-------- EXTRACTED MATERIAL
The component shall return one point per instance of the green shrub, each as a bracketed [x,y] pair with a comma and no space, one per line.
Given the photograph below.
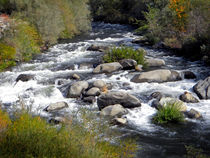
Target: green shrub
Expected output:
[169,113]
[117,54]
[32,137]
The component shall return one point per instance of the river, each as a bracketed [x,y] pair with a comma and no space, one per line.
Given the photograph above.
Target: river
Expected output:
[63,60]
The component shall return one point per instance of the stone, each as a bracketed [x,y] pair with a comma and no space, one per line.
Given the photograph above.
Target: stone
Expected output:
[116,110]
[99,83]
[56,106]
[77,88]
[155,62]
[128,64]
[122,98]
[24,77]
[75,76]
[107,68]
[163,101]
[93,92]
[188,98]
[188,75]
[202,88]
[194,114]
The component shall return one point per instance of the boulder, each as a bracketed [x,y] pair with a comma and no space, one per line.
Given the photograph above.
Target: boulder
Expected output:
[128,64]
[56,106]
[107,68]
[99,84]
[93,92]
[122,98]
[163,101]
[188,75]
[188,98]
[152,76]
[155,62]
[24,77]
[202,88]
[194,114]
[116,110]
[77,88]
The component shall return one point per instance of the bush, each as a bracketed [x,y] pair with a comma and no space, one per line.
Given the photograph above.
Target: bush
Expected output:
[169,113]
[117,54]
[32,137]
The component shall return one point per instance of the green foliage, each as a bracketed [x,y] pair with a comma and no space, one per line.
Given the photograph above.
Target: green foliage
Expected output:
[169,113]
[32,137]
[117,54]
[7,56]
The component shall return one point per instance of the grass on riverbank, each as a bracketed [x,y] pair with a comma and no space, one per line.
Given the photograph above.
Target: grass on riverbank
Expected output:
[116,54]
[169,113]
[28,136]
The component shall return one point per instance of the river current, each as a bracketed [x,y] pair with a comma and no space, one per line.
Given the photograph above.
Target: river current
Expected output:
[63,60]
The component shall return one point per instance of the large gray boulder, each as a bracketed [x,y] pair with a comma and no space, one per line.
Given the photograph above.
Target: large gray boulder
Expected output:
[108,68]
[202,88]
[159,76]
[122,98]
[188,98]
[56,106]
[155,62]
[128,64]
[77,88]
[116,110]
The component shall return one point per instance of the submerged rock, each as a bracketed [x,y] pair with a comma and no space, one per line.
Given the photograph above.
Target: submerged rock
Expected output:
[108,68]
[122,98]
[188,98]
[202,88]
[56,106]
[77,88]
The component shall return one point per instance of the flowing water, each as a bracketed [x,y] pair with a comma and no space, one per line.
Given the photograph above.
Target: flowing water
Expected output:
[61,61]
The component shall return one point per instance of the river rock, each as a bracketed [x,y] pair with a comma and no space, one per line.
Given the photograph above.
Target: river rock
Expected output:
[128,64]
[159,76]
[194,114]
[56,106]
[202,88]
[155,62]
[108,68]
[188,98]
[93,92]
[188,75]
[99,83]
[77,88]
[165,100]
[116,110]
[24,77]
[122,98]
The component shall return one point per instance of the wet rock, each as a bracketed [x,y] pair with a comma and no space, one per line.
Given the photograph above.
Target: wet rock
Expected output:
[159,76]
[56,106]
[122,98]
[98,48]
[128,64]
[90,99]
[24,77]
[165,100]
[194,114]
[93,92]
[116,110]
[75,76]
[188,75]
[99,83]
[188,98]
[77,88]
[202,88]
[155,62]
[107,68]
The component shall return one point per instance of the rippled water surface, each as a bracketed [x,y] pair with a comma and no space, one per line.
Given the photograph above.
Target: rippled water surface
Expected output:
[63,60]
----------------
# [PROBLEM TO WORK ON]
Repeat the data exactly, without the pictures.

# [OUTPUT]
The component shall return one point per instance of the green shrub, each as a bracketed [x,y] pair with a comma and no space, one per line.
Given the photograph below.
Target: green shrub
Expected output:
[169,113]
[117,54]
[32,137]
The component shall return one point per instance of the river, each as a bracketed [x,y] pair with a comma and no space, one per line.
Given the photograph above.
Target: river
Expected output:
[63,60]
The component shall return one point per instance of the stone, each as a bracketed [x,y] pair with a comma and no space, one per line.
Given the photograph above.
Target: stone
Expected output:
[116,110]
[99,83]
[56,106]
[77,88]
[155,62]
[128,64]
[122,98]
[24,77]
[75,76]
[107,68]
[163,101]
[93,92]
[188,98]
[188,75]
[202,88]
[194,114]
The component shall return one point per instance of the boulder, each as a bracketed [x,y] pair with a comma and no space, one per line.
Given the photograph above.
Target: boulder
Expected output:
[128,64]
[56,106]
[107,68]
[99,84]
[93,92]
[122,98]
[163,101]
[188,75]
[188,98]
[152,76]
[155,62]
[24,77]
[202,88]
[194,114]
[116,110]
[77,88]
The component shall return one point per instance of the bush, each as a bracketed [x,y] pair with a comma and no space, one per line.
Given the photograph above.
Target: bush
Expected output:
[169,113]
[117,54]
[32,137]
The component shall return one point per instance of the green foliage, each as a bracketed [x,y] pair with a comma and no space, one per line.
Given the photograph above.
Target: green foliage
Expected output:
[169,113]
[32,137]
[117,54]
[7,56]
The component shall return one point per instance of the grass on riverbank, each as a bracketed [x,y] pair with a comma and no space, one per line.
Given the photograph above.
Target: grass on riverbank
Expected output:
[116,54]
[169,113]
[28,136]
The component shall return one point per instance of the river current, each as a bracketed [x,y] pair with a comma and no space, one per line.
Given the photograph above.
Target: river current
Expected output:
[63,60]
The component shall return one point per instance of the large gray boulder, each as a bracketed [x,y] pair with a comma and no space, one per line.
Given the photograph above.
Target: large gray boulder
Expected output:
[108,68]
[202,88]
[159,76]
[122,98]
[188,98]
[56,106]
[155,62]
[128,64]
[77,88]
[116,110]
The component shall return one point per instance of the submerged rock, each as a bracketed [x,y] pair with a comma and no space, one per line.
Given the photograph above.
Target: submerged rock
Expected output:
[108,68]
[122,98]
[188,98]
[202,88]
[56,106]
[77,88]
The component shall return one point per instance of the flowing water, each as a bracketed [x,y] pair with a comma and no space, one per line.
Given the photograph above.
Target: flowing water
Expected output:
[61,61]
The component shall return one point per instance of the river rock, each as a bracketed [x,y] pair with a comma and no space, one per line.
Given the photograph above.
Target: river rock
Expected output:
[128,64]
[159,76]
[194,114]
[56,106]
[202,88]
[155,62]
[108,68]
[188,98]
[93,92]
[188,75]
[99,83]
[77,88]
[165,100]
[116,110]
[24,77]
[122,98]
The component shall return one point per instance of the wet rock, each as a bracketed [x,y] pair with a comma and no space, one per line.
Given the photograph above.
Target: wet rock
Expected output:
[159,76]
[56,106]
[122,98]
[98,48]
[128,64]
[90,99]
[24,77]
[165,100]
[194,114]
[93,92]
[116,110]
[75,76]
[188,75]
[99,83]
[188,98]
[77,88]
[202,88]
[155,62]
[107,68]
The component shall return one point per instance of the rippled water surface, each as a bracketed [x,y] pair with a comma and no space, one per line.
Given the photograph above.
Target: rippled water surface
Expected output:
[63,60]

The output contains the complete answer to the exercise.